━━ Texte source ━━

C'est ce qu'a établi le commissaire au lobbyisme du Québec, André C. Côté, dans son rapport d'enquête pour déterminer si les dirigeants de PCP, Sheldon et Stuart M. Elman, avaient poursuivi des activités de lobbyisme, sans être inscrits au registre comme le veut la loi, dans les communications qu'ils ont eues en 2008 avec le ministre Couillard. M. Côté conclut que «rien dans la preuve recueillie ne permet de croire que MM. Sheldon et Stuart M. Elman aient contrevenu à la Loi sur la transparence et l'éthique en matière de lobbyisme».

━━━
━━ Jeu de données ━━

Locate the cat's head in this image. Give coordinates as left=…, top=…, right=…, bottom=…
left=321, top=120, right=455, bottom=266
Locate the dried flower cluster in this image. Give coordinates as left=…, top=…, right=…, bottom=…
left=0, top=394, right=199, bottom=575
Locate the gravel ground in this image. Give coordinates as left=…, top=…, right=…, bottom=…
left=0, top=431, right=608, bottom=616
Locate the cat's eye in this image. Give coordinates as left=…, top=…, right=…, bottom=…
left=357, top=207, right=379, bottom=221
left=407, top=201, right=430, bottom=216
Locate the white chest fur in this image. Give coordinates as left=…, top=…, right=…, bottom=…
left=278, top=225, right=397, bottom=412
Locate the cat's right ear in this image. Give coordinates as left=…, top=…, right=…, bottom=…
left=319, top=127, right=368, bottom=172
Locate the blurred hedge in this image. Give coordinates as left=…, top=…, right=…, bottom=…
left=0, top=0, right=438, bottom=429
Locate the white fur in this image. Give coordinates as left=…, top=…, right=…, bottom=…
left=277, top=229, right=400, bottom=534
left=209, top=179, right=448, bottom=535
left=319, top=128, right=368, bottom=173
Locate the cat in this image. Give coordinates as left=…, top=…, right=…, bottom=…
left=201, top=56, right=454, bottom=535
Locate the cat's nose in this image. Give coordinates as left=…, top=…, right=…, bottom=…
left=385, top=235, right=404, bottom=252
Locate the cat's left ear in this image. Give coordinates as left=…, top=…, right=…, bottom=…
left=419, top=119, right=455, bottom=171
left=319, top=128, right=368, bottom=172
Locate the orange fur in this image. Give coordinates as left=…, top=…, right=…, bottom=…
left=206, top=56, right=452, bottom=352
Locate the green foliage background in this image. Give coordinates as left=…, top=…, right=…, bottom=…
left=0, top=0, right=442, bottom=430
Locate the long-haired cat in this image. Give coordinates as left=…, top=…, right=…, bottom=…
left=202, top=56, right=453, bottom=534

━━━

Travail demandé:
**a)** D'après le texte sur l'enquête du commissaire au lobbyisme, en quelle année les dirigeants de PCP ont-ils eu des communications avec le ministre Couillard ?
**b)** Poursuivez le texte sur l'enquête du commissaire au lobbyisme à la suite de sa dernière phrase.

Corrigé:
**a)** En 2008.

**b)**
M. Côté a précisé que son mandat ne permettait pas de juger des agissements du ministre, mais seulement des présumés lobbyistes. Jamais les Elman n'ont tenté d'influencer M. Couillard même s'ils ont rencontré le ministre à trois reprises alors que celui-ci préparait les projets de règlement concernant les «centres médicaux spécialisés» et le projet de loi 95. Le dernier projet de règlement, qui diminuait le coût du permis pour ces cliniques, a été adopté par le conseil des ministres quelques heures avant la démission de M. Couillard, le 25 juin. Les éléments de la Loi de 2006, découlant du jugement Chaouli, «qui fondent l'exercice du pouvoir réglementaire en cause ici, pouvaient créer une occasion d'affaires intéressante pour les cliniques privées», constate M. Côté. Mais les Elman n'en n'ont pas parlé avec Couillard, selon leurs témoignages et celui de M. Couillard, auxquels le commissaire prête totalement foi.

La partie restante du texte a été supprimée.